(Task brief) Turn every line of the records below into a numbered list, leaving out any blank lines.

(Task inputs)
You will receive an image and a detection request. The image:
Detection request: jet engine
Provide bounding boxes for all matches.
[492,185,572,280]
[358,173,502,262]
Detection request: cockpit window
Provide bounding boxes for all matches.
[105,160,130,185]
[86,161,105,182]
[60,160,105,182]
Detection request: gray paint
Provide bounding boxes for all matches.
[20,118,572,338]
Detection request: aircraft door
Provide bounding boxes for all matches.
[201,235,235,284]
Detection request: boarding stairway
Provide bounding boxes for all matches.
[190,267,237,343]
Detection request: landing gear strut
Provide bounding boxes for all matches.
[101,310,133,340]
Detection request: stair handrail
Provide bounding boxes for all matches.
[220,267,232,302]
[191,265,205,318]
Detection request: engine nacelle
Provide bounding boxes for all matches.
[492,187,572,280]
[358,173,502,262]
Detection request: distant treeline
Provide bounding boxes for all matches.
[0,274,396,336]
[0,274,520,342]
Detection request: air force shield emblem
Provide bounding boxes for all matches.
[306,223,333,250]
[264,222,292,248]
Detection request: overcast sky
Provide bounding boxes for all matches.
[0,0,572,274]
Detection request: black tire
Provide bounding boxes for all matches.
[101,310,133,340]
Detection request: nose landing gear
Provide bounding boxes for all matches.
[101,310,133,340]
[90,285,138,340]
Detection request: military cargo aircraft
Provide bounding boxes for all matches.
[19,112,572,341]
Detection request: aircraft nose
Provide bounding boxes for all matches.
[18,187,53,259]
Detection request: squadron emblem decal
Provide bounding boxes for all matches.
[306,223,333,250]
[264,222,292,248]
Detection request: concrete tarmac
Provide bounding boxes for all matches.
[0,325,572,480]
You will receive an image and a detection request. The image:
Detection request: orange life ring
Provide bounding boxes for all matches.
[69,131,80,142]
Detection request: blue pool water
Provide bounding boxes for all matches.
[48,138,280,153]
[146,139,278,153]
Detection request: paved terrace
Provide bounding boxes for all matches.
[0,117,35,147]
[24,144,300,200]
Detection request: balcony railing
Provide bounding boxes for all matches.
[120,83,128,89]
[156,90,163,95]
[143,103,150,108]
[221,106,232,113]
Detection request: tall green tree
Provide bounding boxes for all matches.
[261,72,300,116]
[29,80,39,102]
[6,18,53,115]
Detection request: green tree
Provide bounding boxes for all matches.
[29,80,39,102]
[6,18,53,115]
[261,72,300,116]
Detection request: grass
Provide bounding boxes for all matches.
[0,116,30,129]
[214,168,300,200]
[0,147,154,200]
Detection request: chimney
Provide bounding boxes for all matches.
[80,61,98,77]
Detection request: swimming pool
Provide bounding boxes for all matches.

(Output below)
1. You will receive an image and a detection request. The image:
2. Detection request: jet engine
3. Provide bounding boxes for all matches.
4. [492,185,572,280]
5. [358,173,502,262]
6. Detection request: cockpit window
7. Provide bounding boxes for all matches.
8. [105,160,130,185]
9. [86,161,105,182]
10. [60,160,105,182]
11. Detection request: gray paint
12. Provide bounding boxes for all matches.
13. [20,118,572,338]
14. Detection request: aircraft door
15. Provide bounding boxes for all matches.
16. [201,235,235,284]
17. Detection request: boarding stairway
18. Provide bounding boxes for all matches.
19. [190,267,237,343]
20. Detection request: landing gear strut
21. Provide bounding boxes for all matches.
22. [101,310,133,340]
23. Detection request: stair handrail
24. Provide bounding boxes for all matches.
25. [220,267,232,302]
26. [191,265,205,318]
27. Detection request: engine nacelle
28. Provide bounding boxes for all matches.
29. [492,187,572,280]
30. [358,173,502,262]
31. Detection request: distant treeline
32. Provide bounding boxes for all matches.
33. [0,274,396,336]
34. [0,274,520,342]
35. Detection request: air force shield emblem
36. Provide bounding boxes for all matches.
37. [306,223,333,250]
38. [264,222,292,248]
39. Detection request: overcast sky
40. Provide bounding boxes for all matches.
41. [0,0,572,274]
42. Detection request: black tire
43. Provide bounding boxes for all matches.
44. [101,310,133,340]
45. Detection request: nose landing gear
46. Provide bounding boxes for all matches.
47. [101,310,133,340]
48. [90,285,138,340]
49. Detection request: military cargo aircraft
50. Provide bounding boxes for all matches.
51. [19,112,572,341]
52. Detection request: aircraft nose
53. Provide bounding boxes for all matches.
54. [18,187,53,259]
55. Detection request: squadron emblem decal
56. Provide bounding boxes for all matches.
57. [306,223,333,250]
58. [264,222,292,248]
59. Detection request: concrete tarmac
60. Provide bounding boxes for all matches.
61. [0,325,572,480]
62. You will receive an image and a detection request. The image:
63. Detection request: orange life ring
64. Provide bounding boxes for all matches.
65. [69,131,80,142]
66. Detection request: blue pool water
67. Provide bounding boxes for all matches.
68. [48,138,280,153]
69. [146,139,278,153]
70. Detection request: paved terrace
71. Provide bounding boxes for all matches.
72. [0,117,35,147]
73. [24,144,300,200]
74. Detection request: balcony railing
75. Provide bounding boxes for all matches.
76. [120,83,128,89]
77. [156,90,163,95]
78. [143,103,150,108]
79. [221,106,232,113]
80. Detection request: tall green tree
81. Provide bounding boxes for all matches.
82. [261,72,300,116]
83. [29,80,39,102]
84. [6,18,53,115]
85. Detection request: green tree
86. Provide bounding boxes for all matches.
87. [29,80,39,102]
88. [6,18,53,115]
89. [261,72,300,116]
90. Detection request: grass
91. Provide bounding boxes for all matches.
92. [0,116,30,129]
93. [214,168,300,200]
94. [0,147,154,200]
95. Detection request: chimney
96. Provide bounding boxes for all matches.
97. [80,61,98,77]
98. Detection request: swimming pool
99. Provide bounding boxes for all matches.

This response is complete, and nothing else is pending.